— begin Supplied data —

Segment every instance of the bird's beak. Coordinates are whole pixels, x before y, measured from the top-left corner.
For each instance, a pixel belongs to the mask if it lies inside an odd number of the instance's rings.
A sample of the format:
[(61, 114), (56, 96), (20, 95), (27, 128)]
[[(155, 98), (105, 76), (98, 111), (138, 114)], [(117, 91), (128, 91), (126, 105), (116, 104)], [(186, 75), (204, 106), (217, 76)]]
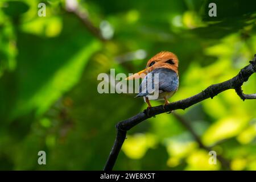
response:
[(146, 75), (147, 75), (147, 73), (148, 73), (148, 68), (146, 68), (145, 69), (143, 69), (138, 73), (134, 73), (133, 75), (127, 77), (126, 78), (125, 78), (126, 80), (132, 80), (132, 79), (138, 79), (138, 78), (144, 78)]

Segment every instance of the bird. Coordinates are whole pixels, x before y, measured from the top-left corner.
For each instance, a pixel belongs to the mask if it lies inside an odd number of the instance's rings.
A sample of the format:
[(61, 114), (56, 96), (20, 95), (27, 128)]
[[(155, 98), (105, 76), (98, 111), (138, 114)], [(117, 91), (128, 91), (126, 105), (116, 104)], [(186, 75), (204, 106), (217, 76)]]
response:
[[(164, 100), (164, 109), (170, 102), (171, 97), (177, 90), (179, 87), (179, 60), (172, 52), (162, 51), (152, 57), (148, 61), (146, 68), (127, 77), (126, 80), (142, 78), (139, 85), (139, 93), (135, 97), (143, 97), (147, 104), (147, 108), (152, 107), (150, 100)], [(151, 74), (149, 74), (151, 73)], [(158, 82), (154, 82), (154, 75), (158, 73)], [(149, 76), (151, 75), (151, 76)], [(151, 84), (151, 89), (147, 86)], [(158, 85), (158, 90), (154, 84)], [(152, 97), (155, 92), (158, 92), (158, 97)]]

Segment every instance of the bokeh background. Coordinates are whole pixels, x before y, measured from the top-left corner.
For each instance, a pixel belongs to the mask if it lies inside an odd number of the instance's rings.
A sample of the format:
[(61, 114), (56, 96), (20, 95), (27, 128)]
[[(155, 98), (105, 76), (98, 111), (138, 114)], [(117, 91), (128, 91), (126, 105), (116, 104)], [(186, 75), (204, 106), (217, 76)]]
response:
[[(135, 73), (169, 51), (180, 60), (170, 101), (192, 96), (249, 64), (255, 20), (255, 1), (1, 0), (0, 169), (102, 169), (115, 125), (146, 105), (133, 94), (99, 94), (99, 73)], [(242, 88), (256, 92), (255, 74)], [(230, 90), (150, 118), (128, 132), (114, 169), (255, 170), (255, 107)], [(223, 161), (209, 164), (211, 150)]]

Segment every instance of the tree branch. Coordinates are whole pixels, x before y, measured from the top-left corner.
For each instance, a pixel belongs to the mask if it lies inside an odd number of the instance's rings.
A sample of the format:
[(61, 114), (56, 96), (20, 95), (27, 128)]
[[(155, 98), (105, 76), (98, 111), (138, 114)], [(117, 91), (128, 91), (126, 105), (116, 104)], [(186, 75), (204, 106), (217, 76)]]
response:
[(79, 6), (77, 0), (69, 0), (69, 1), (66, 0), (65, 10), (69, 13), (73, 13), (77, 18), (79, 18), (87, 28), (88, 31), (96, 37), (102, 42), (108, 40), (103, 37), (101, 30), (98, 27), (96, 27), (89, 19), (86, 10)]
[[(203, 143), (202, 141), (201, 140), (200, 137), (197, 135), (188, 121), (186, 121), (186, 119), (185, 119), (184, 117), (176, 113), (175, 112), (172, 112), (172, 114), (189, 131), (189, 133), (195, 138), (196, 142), (199, 144), (200, 148), (204, 149), (208, 151), (213, 150), (212, 147), (208, 147)], [(220, 154), (217, 155), (216, 157), (217, 159), (218, 159), (218, 160), (221, 163), (221, 166), (227, 170), (230, 170), (230, 168), (229, 167), (229, 161), (226, 160), (226, 159), (225, 159)]]
[[(243, 83), (247, 81), (253, 73), (256, 72), (256, 54), (254, 55), (254, 59), (250, 61), (250, 63), (249, 65), (242, 69), (238, 74), (233, 78), (219, 84), (212, 85), (196, 95), (170, 103), (167, 105), (164, 108), (163, 105), (151, 107), (147, 111), (144, 110), (143, 112), (139, 113), (131, 118), (118, 123), (115, 126), (117, 129), (117, 136), (104, 169), (105, 171), (113, 169), (125, 141), (127, 131), (151, 117), (177, 109), (184, 110), (204, 100), (209, 98), (213, 98), (213, 97), (225, 90), (233, 89), (237, 93), (238, 88), (241, 88)], [(251, 98), (251, 95), (249, 97)], [(247, 99), (246, 97), (244, 96), (243, 99)]]

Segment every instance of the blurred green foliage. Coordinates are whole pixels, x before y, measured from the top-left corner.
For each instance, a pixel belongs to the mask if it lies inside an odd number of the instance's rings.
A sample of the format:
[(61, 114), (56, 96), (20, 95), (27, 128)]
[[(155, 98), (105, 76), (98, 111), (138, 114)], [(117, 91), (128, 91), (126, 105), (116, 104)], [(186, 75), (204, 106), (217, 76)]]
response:
[[(38, 16), (40, 2), (46, 17)], [(210, 2), (217, 17), (208, 16)], [(100, 73), (134, 73), (158, 52), (173, 52), (180, 60), (174, 101), (232, 78), (256, 52), (255, 1), (79, 1), (105, 42), (66, 4), (0, 2), (0, 169), (102, 169), (115, 124), (146, 106), (133, 94), (99, 94)], [(256, 92), (255, 81), (243, 85), (246, 93)], [(256, 170), (255, 106), (227, 90), (176, 113), (232, 169)], [(172, 114), (128, 134), (114, 169), (222, 169), (209, 164), (208, 151)], [(40, 150), (46, 165), (38, 164)]]

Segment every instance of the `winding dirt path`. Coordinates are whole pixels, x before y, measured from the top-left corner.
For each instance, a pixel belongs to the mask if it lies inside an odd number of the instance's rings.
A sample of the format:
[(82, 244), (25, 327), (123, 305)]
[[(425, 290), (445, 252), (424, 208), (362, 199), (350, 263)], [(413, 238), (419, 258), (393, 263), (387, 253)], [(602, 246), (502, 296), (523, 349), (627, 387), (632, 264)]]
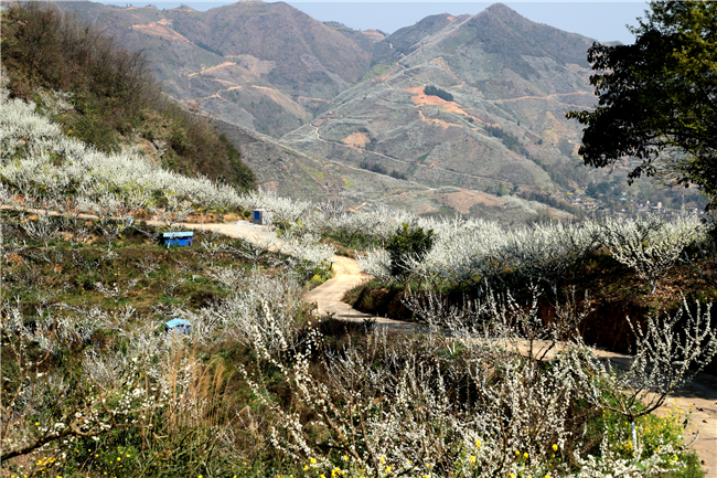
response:
[[(23, 208), (2, 205), (1, 209)], [(54, 211), (45, 212), (28, 209), (25, 211), (60, 215), (60, 213)], [(81, 214), (79, 217), (88, 220), (97, 219), (97, 216), (89, 214)], [(150, 225), (163, 225), (159, 221), (147, 221), (147, 223)], [(229, 237), (244, 238), (259, 244), (266, 244), (267, 236), (271, 235), (271, 232), (267, 227), (252, 224), (247, 221), (224, 224), (182, 223), (180, 225), (190, 230), (214, 231)], [(281, 241), (276, 238), (276, 236), (271, 241), (272, 246), (270, 248), (280, 251)], [(366, 319), (374, 319), (377, 326), (395, 332), (411, 333), (425, 330), (425, 328), (416, 323), (372, 317), (343, 302), (341, 299), (349, 290), (362, 282), (368, 280), (371, 276), (358, 267), (358, 263), (355, 259), (334, 255), (332, 262), (334, 277), (308, 293), (304, 298), (307, 302), (317, 305), (319, 315), (325, 316), (333, 314), (334, 318), (351, 322), (363, 322)], [(618, 367), (627, 367), (629, 363), (629, 357), (623, 354), (599, 349), (595, 350), (595, 352), (597, 357), (610, 359)], [(697, 439), (692, 444), (691, 448), (697, 452), (702, 460), (703, 470), (706, 472), (705, 476), (707, 478), (717, 478), (717, 378), (706, 373), (699, 373), (693, 382), (672, 393), (665, 405), (657, 413), (664, 415), (668, 412), (675, 413), (675, 410), (681, 410), (683, 414), (686, 414), (691, 407), (693, 412), (685, 435), (685, 442), (689, 443), (695, 437), (695, 434), (698, 434)]]
[[(351, 322), (363, 322), (366, 319), (376, 320), (376, 325), (396, 332), (415, 332), (421, 330), (415, 323), (372, 317), (360, 312), (349, 304), (342, 302), (344, 294), (356, 287), (368, 276), (352, 258), (333, 256), (334, 277), (307, 294), (306, 301), (315, 304), (321, 316), (333, 314), (335, 319)], [(617, 367), (627, 367), (629, 357), (606, 350), (595, 350), (597, 357), (610, 359)], [(697, 452), (702, 460), (706, 478), (717, 478), (717, 378), (699, 373), (694, 381), (670, 395), (666, 403), (657, 410), (659, 415), (667, 413), (686, 414), (693, 410), (689, 425), (685, 433), (685, 443), (689, 443), (698, 434), (691, 448)]]

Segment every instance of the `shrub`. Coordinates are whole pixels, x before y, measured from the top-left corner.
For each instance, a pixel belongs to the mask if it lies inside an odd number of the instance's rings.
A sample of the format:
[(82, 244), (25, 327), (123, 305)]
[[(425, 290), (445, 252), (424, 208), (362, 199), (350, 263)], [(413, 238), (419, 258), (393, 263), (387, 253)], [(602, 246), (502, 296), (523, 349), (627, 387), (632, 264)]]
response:
[(390, 256), (390, 273), (396, 277), (409, 272), (408, 261), (422, 259), (434, 245), (434, 230), (424, 231), (418, 226), (403, 223), (400, 229), (388, 240), (386, 251)]

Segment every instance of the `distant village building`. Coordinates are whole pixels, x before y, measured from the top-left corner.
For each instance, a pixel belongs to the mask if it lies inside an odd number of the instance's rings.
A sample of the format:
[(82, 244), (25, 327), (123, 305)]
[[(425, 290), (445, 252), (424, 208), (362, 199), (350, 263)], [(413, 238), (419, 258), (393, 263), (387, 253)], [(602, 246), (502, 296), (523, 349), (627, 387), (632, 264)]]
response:
[(269, 209), (255, 209), (252, 211), (252, 222), (259, 225), (274, 224), (274, 211)]

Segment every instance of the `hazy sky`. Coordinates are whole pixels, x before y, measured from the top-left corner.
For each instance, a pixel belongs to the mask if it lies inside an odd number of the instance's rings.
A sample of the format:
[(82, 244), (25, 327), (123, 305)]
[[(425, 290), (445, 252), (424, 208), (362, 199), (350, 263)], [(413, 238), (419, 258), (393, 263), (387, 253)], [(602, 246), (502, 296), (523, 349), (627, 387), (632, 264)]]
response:
[[(308, 13), (319, 21), (334, 20), (355, 30), (378, 29), (386, 33), (408, 26), (428, 15), (451, 13), (475, 14), (494, 2), (474, 1), (303, 1), (286, 0), (287, 3)], [(135, 1), (108, 0), (125, 7), (153, 4), (158, 8), (175, 8), (186, 4), (195, 10), (208, 10), (233, 1)], [(568, 32), (580, 33), (603, 42), (619, 40), (632, 43), (633, 36), (625, 28), (635, 25), (636, 18), (648, 9), (645, 1), (505, 1), (506, 6), (523, 17), (556, 26)]]

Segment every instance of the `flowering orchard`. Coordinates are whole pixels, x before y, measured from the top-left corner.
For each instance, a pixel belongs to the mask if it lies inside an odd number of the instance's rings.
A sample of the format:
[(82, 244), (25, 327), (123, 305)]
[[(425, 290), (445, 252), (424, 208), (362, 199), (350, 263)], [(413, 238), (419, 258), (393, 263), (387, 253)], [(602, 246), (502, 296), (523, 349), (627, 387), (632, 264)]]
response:
[[(652, 412), (715, 355), (710, 306), (684, 300), (673, 315), (630, 321), (633, 360), (617, 370), (578, 333), (589, 298), (558, 298), (600, 247), (654, 290), (676, 264), (714, 254), (697, 220), (504, 231), (239, 194), (165, 171), (131, 146), (95, 151), (50, 119), (71, 107), (66, 95), (39, 98), (1, 97), (0, 194), (24, 208), (4, 211), (1, 230), (3, 476), (697, 472), (684, 422)], [(280, 237), (156, 243), (199, 208), (257, 206), (275, 211)], [(164, 227), (138, 224), (139, 210)], [(399, 229), (432, 231), (421, 236), (431, 241), (420, 259), (402, 247), (392, 267), (384, 247)], [(302, 297), (328, 272), (327, 236), (364, 247), (361, 263), (377, 278), (405, 282), (425, 331), (317, 321)], [(518, 282), (528, 286), (512, 294)], [(447, 286), (481, 294), (449, 304)], [(164, 330), (173, 318), (191, 323), (188, 333)]]

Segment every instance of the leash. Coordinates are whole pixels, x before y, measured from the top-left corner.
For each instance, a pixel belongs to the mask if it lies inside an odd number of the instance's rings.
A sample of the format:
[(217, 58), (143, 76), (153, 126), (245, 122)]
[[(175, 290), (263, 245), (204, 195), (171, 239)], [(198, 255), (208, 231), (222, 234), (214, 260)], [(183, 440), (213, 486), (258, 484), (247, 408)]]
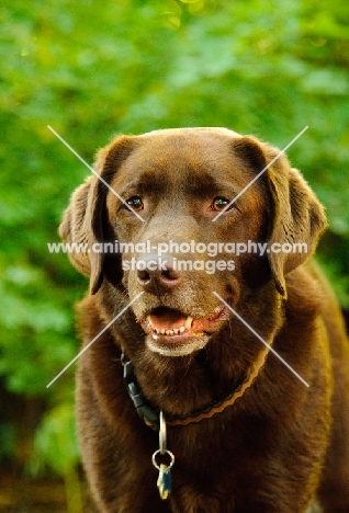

— end Supplied data —

Copy out the entries word for word, starting at the line that contains "Segment every instance of the bokeh" and ending after the line that contains "164), (211, 150)]]".

**Solution for this exercise**
Segment every instance of the bokeh background. Coordinates are whole pixels, x before y, measured from the top-left corner.
For each instance, a pixel belongs to the mask if it lies inside an odd number of the instance's rings.
A sample of the format:
[(61, 114), (56, 96), (20, 95), (27, 128)]
[[(155, 98), (105, 76), (98, 111), (138, 114)], [(117, 91), (128, 91), (126, 105), (116, 104)], [(186, 75), (204, 106), (217, 76)]]
response:
[[(135, 73), (169, 51), (180, 60), (170, 101), (192, 96), (249, 64), (255, 20), (255, 1), (1, 0), (0, 169), (102, 169), (115, 125), (146, 105), (133, 94), (99, 94), (99, 73)], [(242, 88), (256, 92), (255, 74)], [(230, 90), (150, 118), (128, 132), (114, 169), (255, 170), (255, 107)], [(223, 161), (209, 164), (211, 150)]]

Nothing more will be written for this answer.